Location labeling records:
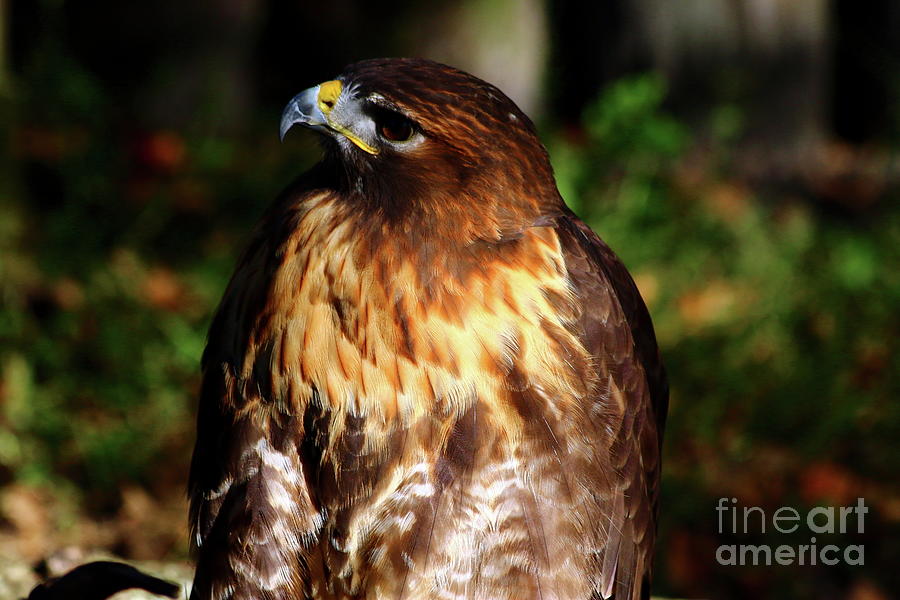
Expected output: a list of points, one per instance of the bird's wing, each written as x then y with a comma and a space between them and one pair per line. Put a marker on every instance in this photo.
630, 393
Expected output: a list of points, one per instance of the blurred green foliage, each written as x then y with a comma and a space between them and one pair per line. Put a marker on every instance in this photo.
778, 324
777, 319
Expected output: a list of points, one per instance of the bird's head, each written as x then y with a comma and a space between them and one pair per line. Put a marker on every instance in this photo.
411, 132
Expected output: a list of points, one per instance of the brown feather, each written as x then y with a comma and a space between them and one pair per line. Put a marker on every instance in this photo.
428, 379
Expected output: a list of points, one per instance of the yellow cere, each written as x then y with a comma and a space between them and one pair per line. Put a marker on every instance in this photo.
327, 98
328, 95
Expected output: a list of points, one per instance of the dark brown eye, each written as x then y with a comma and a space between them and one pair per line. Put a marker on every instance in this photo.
394, 127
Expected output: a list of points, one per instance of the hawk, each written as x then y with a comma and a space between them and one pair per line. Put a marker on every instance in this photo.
427, 377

(What you need to do): Rewrite all of the records above, replacing "Put a marker on" with "Place a point on" and keeping everything else the same. Leave the pictures out of your answer.

(The output):
Expected output: a list of points, one per instance of the bird's wing, each written as x then y with a comma and a space between them and one pair per line. Place a point on every instance in this photo.
630, 393
Expected output: a list of points, one per instance of the blurred green foliage, each written as x then y with a comma and a space between them and one pair per line. Place a point on every instance in this photo.
778, 324
777, 319
Expected output: a list of points, one per instance of the bird's head, each written as x then y with a comma and a space between them and one pair per line. Place a point on every instance in this photo.
411, 132
Expected output: a list of points, one per instance of the brown feather, each written as x then y with a comma and a space between them and one pair per line. Place a point on every instance in this photo.
428, 379
Expected output: a list of points, one per instance of the yellow cere, each written as x then y with a comma and a space between them and one pair per line. Place a point on every instance in this photo.
327, 98
328, 95
Expected output: a list of points, one per instance of the dark brown eye, each written as x then y with a comma and a space between them and one pair per line. Place a point on every instance in this photo.
394, 127
Expected output: a list of points, one per instance of the hawk, each written as x then y with a comma and a space between them and one pair per line. Place a point on every instance in this photo.
427, 377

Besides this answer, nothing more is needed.